**Ausgewählter Auszug**
#####
Posted: 01 Jul. 2022 7 min. read

RV AbgÄG 2022: Änderungen Forschungsprämie

Überblick

Die kürzlich veröffentlichten Regierungsvorlage zum AbgÄG 2022 sieht hinsichtlich der Forschungsprämie mehrere Änderungen vor, die durchwegs begrüßenswert sind. Erstmals wird im Ertragsteuerrecht im Rahmen der Forschungsprämie in Form eines fiktiven Unternehmerlohns die Möglichkeit geschaffen, fiktive steuerliche Aufwendungen als Teil der Bemessungsgrundlage geltend zu machen. Darüber hinaus soll entgegen der bisherigen Rechtslage eine vollständig von der Ertragsteuerveranlagung losgelöste Antragsfrist geschaffen und erstmals eine Antragsmöglichkeit zur teilweise frühzeitigen Festsetzung und Auszahlung der Forschungsprämie bei teilweise strittigen Gesamtanträgen vorgesehen werden.

Fiktiver Unternehmerlohn – Berücksichtigung fiktiver Aufwendungen als Bemessungsgrundlage

Prinzipiell folgt die Ermittlung der Bemessungsgrundlage steuerlichen Prinzipien, dh nur tatsächliche steuerrechtliche Aufwendungen können berücksichtigt werden. Dieses Prinzip durchbricht der Gesetzgeber im vorliegenden Begutachtungsentwurf, indem er erstmals die Möglichkeit vorsieht, einen fiktiven Unternehmerlohn für eine nachweislich in Forschung & Entwicklung (F&E) ausgeübte Tätigkeit zu berücksichtigen. Für Einzelunternehmer:innen, Mitunternehmer:innen, deren Löhne und Gehälter steuerlich einen Gewinnbestandteil darstellen, und für unentgeltlich tätige Gesellschafter:innen von Kapitalgesellschaften, deren Tätigkeit eine steuerlich unbeachtliche Nutzungseinlage darstellt, soll demnach pro nachweislich geleisteter Tätigkeitsstunde für F&E ein Betrag iHv EUR 45 in der Bemessungsgrundlage berücksichtigt werden können. Eine Berücksichtigung soll jedoch lediglich bei entsprechend valider Dokumentation durch Zeitaufzeichnungen mit aussagekräftigen Tätigkeitsbeschreibungen möglich sein. Beschränkt werden soll dies mit EUR 77.400 (bzw 1.720 Stunden) pro Person und Wirtschaftsjahr. Der vom Gesetzgeber vorgesehene Stundensatz iHv EUR 45 orientiert sich dabei am Kostenleitfaden der Österreichischen Forschungsförderungsgesellschaft (FFG), da ein Gleichklang mit der direkten Forschungsförderung angestrebt werden soll.
#####
**Aufgeführte Einträge**

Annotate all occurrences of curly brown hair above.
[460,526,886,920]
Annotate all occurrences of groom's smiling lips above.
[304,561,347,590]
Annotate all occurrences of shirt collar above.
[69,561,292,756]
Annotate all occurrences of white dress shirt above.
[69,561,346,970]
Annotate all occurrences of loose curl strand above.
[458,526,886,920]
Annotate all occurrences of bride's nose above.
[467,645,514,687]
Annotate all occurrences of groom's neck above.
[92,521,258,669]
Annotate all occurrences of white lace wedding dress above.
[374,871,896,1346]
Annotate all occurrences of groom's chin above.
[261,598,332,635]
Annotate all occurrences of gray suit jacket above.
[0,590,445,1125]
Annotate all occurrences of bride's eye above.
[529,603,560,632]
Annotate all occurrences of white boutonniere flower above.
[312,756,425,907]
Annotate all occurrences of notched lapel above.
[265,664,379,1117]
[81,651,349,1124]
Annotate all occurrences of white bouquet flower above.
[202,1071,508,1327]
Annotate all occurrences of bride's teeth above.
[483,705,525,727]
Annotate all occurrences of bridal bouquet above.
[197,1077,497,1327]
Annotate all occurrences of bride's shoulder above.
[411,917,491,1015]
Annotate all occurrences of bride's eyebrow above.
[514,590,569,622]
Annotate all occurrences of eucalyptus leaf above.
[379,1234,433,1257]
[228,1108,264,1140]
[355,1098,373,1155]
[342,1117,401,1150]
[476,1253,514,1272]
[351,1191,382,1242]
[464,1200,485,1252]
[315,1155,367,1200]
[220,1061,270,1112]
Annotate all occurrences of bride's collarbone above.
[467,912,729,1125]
#####
**Aufgaben**
[a] Welcher Betrag soll laut dem Text zur Forschungsprämie pro nachweislich geleisteter Tätigkeitsstunde für F&E in der Bemessungsgrundlage berücksichtigt werden können?
[b] Gib aus dem Text zur Forschungsprämie alles von „Posted: 01 Jul.“ bis hinunter zu „Gesamtanträgen vorgesehen werden.“ wortgetreu wieder.
Die Einträge stehen in keinem Zusammenhang mit dem Text zur Forschungsprämie.

**Lösungen zur Übung**
[a] Ein Betrag in Höhe von EUR 45.

[b]
Posted: 01 Jul. 2022 7 min. read

RV AbgÄG 2022: Änderungen Forschungsprämie

Überblick

Die kürzlich veröffentlichten Regierungsvorlage zum AbgÄG 2022 sieht hinsichtlich der Forschungsprämie mehrere Änderungen vor, die durchwegs begrüßenswert sind. Erstmals wird im Ertragsteuerrecht im Rahmen der Forschungsprämie in Form eines fiktiven Unternehmerlohns die Möglichkeit geschaffen, fiktive steuerliche Aufwendungen als Teil der Bemessungsgrundlage geltend zu machen. Darüber hinaus soll entgegen der bisherigen Rechtslage eine vollständig von der Ertragsteuerveranlagung losgelöste Antragsfrist geschaffen und erstmals eine Antragsmöglichkeit zur teilweise frühzeitigen Festsetzung und Auszahlung der Forschungsprämie bei teilweise strittigen Gesamtanträgen vorgesehen werden.